Após a era
apostólica, quando a doutrina cristã havia sido ensinada e encerrada pelo
legado dos apóstolos, alguns cristãos, bispos ou pastores na sua maioria,
dedicaram-se a reflexões e a comentários sobre os escritos inspirados daqueles
santos homens. A pretensão era de confirmação da Igreja no caminho proposto e
sua preparação para discernir, resistir e confrontar heresias.
Tertuliano, considerado Pai Latino da Igreja, foi um desses cristãos
eminentes do final do século II que se dedicou a produzir textos com esses
fins. Discorreu sobre vários assuntos relativos à fé: defesa do Cristianismo
diante de Roma, comportamento feminino, trindade, porvir, entre outros. Sobre a
alma, apresentou uma reflexão em nível filosófico para dialogar e contrapor-se
à filosofia pagã. Podolak (2010, p.37) nos apresenta um comentário sobre suas
intenções com respeito ao tema:
O autor se volta, então, para o testemunho da alma livre de toda superfluidade.
Expressões espontâneas como “bom Deus” ou semelhantes indicam que a alma humana
possui inata na própria consciência a noção da unicidade e da bondade de Deus.
O mesmo se deve dizer sobre o juízo divino (cap.2). A alma percebe também a
existência dos demônios, que querem a perdição do ser humano (cap.3)... Não
obstante as doutrinas filosóficas que lhe são sobrepostas, ela tem em si a íntima
convicção da ressurreição dos mortos, da sobrevivência da alma depois da morte
e das penas reservadas nos infernos às almas dos malvados. O testemunho da alma
é totalmente digno de fé porque provém de Deus. Ainda que se admita,
absurdamente, que ela derive da educação recebida, deve-se admitir sua
veracidade, uma vez que a literatura e a filosofia dos pagãos são deduzidas da
Bíblia, que as precede no tempo. Mesmo se desconfiado em relação à filosofia e
à literatura, o pagão não poderá não confiar na própria alma, por meio da qual
Deus lhe fala. O cristão, por outro lado, deverá permanecer fiel aos ditames da
própria íntima consciência.
Para Tertuliano, alma é o ente que torna o homem racional, capacitado
para o sentir e o pensar (undeunde et quoquo modo hominem facis animal
rationale, sensus et scientiae capacissimum). Em sua essência é simples,
rude, tosca e ignorante (Te simplicem et rudem et impolitam et idioticam
compello). Esses atributos são encontrados na alma que não sofreu as
influências acadêmicas nem se enveredou por reflexões desviantes da verdade.

SUAS TAREFAS.
1. De acordo com o trecho sobre Tertuliano, em que período ele produziu seus textos?
2. Transcreva do trecho sobre Tertuliano, sem nenhuma alteração, a parte que vai de "Tertuliano, considerado Pai" até "de toda superfluidade.".

CONJUNTO DE DADOS.
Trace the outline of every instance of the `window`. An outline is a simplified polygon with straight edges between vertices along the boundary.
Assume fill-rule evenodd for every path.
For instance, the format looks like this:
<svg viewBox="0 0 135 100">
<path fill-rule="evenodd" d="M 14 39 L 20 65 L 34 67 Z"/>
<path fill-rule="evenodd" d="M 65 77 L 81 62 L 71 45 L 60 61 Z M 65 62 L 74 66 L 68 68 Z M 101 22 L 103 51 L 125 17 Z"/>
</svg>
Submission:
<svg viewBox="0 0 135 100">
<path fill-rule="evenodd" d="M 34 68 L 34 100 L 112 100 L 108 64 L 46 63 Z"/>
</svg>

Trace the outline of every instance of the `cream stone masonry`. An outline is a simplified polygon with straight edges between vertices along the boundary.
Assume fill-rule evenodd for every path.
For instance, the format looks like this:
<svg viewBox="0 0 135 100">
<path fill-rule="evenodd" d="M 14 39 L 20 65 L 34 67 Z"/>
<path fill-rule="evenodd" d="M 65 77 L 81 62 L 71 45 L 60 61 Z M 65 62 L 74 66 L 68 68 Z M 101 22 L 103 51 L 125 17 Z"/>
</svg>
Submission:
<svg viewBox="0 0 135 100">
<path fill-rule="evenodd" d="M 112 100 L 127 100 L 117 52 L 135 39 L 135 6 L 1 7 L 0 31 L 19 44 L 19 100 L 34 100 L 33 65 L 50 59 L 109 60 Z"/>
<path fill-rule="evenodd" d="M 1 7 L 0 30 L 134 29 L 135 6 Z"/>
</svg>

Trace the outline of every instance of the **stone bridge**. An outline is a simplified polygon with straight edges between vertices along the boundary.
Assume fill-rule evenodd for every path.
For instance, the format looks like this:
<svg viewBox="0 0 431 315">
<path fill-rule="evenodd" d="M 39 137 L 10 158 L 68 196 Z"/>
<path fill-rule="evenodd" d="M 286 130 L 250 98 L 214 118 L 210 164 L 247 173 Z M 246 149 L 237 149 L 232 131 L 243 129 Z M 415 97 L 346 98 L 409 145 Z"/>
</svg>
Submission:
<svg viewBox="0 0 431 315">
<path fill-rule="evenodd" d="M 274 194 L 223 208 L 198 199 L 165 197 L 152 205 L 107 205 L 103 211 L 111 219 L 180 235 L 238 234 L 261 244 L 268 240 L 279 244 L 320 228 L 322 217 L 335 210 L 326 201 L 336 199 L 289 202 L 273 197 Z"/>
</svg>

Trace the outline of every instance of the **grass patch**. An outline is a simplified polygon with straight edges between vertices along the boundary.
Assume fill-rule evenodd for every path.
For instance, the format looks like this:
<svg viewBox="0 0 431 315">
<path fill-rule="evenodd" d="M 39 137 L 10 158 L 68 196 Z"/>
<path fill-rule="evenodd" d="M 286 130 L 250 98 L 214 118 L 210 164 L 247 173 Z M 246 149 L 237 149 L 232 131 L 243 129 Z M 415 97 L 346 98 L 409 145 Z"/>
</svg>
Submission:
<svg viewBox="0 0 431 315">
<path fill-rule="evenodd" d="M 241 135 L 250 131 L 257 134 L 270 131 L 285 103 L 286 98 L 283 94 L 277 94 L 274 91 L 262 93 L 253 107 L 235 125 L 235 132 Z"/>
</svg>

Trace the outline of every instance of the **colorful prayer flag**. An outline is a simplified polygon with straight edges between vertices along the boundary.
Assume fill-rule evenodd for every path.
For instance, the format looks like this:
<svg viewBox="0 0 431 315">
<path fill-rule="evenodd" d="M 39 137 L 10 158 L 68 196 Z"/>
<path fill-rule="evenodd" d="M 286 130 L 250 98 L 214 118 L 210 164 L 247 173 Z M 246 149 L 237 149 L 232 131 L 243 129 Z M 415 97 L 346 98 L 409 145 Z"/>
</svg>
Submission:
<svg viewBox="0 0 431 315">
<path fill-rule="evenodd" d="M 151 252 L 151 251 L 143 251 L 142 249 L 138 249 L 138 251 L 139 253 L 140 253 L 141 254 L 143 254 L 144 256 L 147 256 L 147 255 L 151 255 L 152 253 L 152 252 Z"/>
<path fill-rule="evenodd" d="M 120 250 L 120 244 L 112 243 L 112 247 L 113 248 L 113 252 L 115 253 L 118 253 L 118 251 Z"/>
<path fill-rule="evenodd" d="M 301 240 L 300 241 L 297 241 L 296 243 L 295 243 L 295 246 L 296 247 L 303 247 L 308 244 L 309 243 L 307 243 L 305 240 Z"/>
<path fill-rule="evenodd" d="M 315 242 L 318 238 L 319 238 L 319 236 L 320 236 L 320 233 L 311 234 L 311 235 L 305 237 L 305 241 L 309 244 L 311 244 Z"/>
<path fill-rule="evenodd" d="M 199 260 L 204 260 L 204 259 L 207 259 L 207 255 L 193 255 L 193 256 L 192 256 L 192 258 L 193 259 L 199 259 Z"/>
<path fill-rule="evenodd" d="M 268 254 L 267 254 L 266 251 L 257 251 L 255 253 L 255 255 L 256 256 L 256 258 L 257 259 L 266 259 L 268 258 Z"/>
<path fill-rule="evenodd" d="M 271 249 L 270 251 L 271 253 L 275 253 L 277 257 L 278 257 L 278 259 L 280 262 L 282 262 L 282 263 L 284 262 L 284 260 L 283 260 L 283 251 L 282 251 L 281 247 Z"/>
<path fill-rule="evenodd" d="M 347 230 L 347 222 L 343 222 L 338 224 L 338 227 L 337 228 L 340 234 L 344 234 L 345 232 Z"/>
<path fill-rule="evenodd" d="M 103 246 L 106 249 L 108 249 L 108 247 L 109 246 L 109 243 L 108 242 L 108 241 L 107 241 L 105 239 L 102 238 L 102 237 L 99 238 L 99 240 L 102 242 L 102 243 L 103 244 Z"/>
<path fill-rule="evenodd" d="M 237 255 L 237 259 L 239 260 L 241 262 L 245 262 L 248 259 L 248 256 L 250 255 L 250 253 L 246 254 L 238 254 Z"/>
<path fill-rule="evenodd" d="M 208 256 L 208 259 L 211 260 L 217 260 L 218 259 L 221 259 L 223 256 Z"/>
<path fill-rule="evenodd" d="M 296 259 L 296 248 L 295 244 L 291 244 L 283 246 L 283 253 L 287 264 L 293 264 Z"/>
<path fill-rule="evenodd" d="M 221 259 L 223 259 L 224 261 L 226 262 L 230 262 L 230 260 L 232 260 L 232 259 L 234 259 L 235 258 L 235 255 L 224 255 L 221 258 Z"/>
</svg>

RESPOSTAS ESCRITAS.
1. No final do século II.

2.
Tertuliano, considerado Pai Latino da Igreja, foi um desses cristãos
eminentes do final do século II que se dedicou a produzir textos com esses
fins. Discorreu sobre vários assuntos relativos à fé: defesa do Cristianismo
diante de Roma, comportamento feminino, trindade, porvir, entre outros. Sobre a
alma, apresentou uma reflexão em nível filosófico para dialogar e contrapor-se
à filosofia pagã. Podolak (2010, p.37) nos apresenta um comentário sobre suas
intenções com respeito ao tema:
O autor se volta, então, para o testemunho da alma livre de toda superfluidade.